■ Problem to work on
Repeat every record below exactly, but leave out any pictures.

————————

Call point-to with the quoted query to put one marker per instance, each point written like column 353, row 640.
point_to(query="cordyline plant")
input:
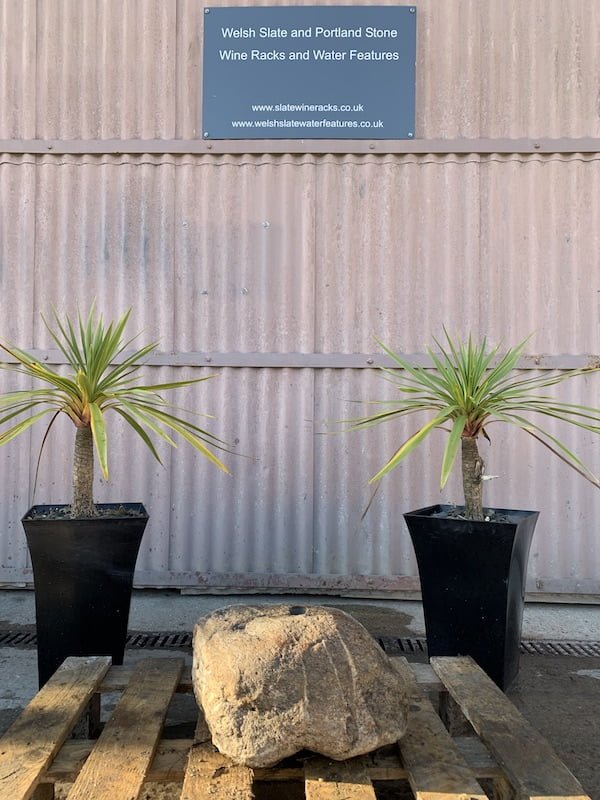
column 466, row 388
column 102, row 377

————————

■ Answer section
Call point-to with the quoted query to put one marker per instance, each point written like column 353, row 640.
point_to(query="cordyline plant")
input:
column 466, row 388
column 102, row 377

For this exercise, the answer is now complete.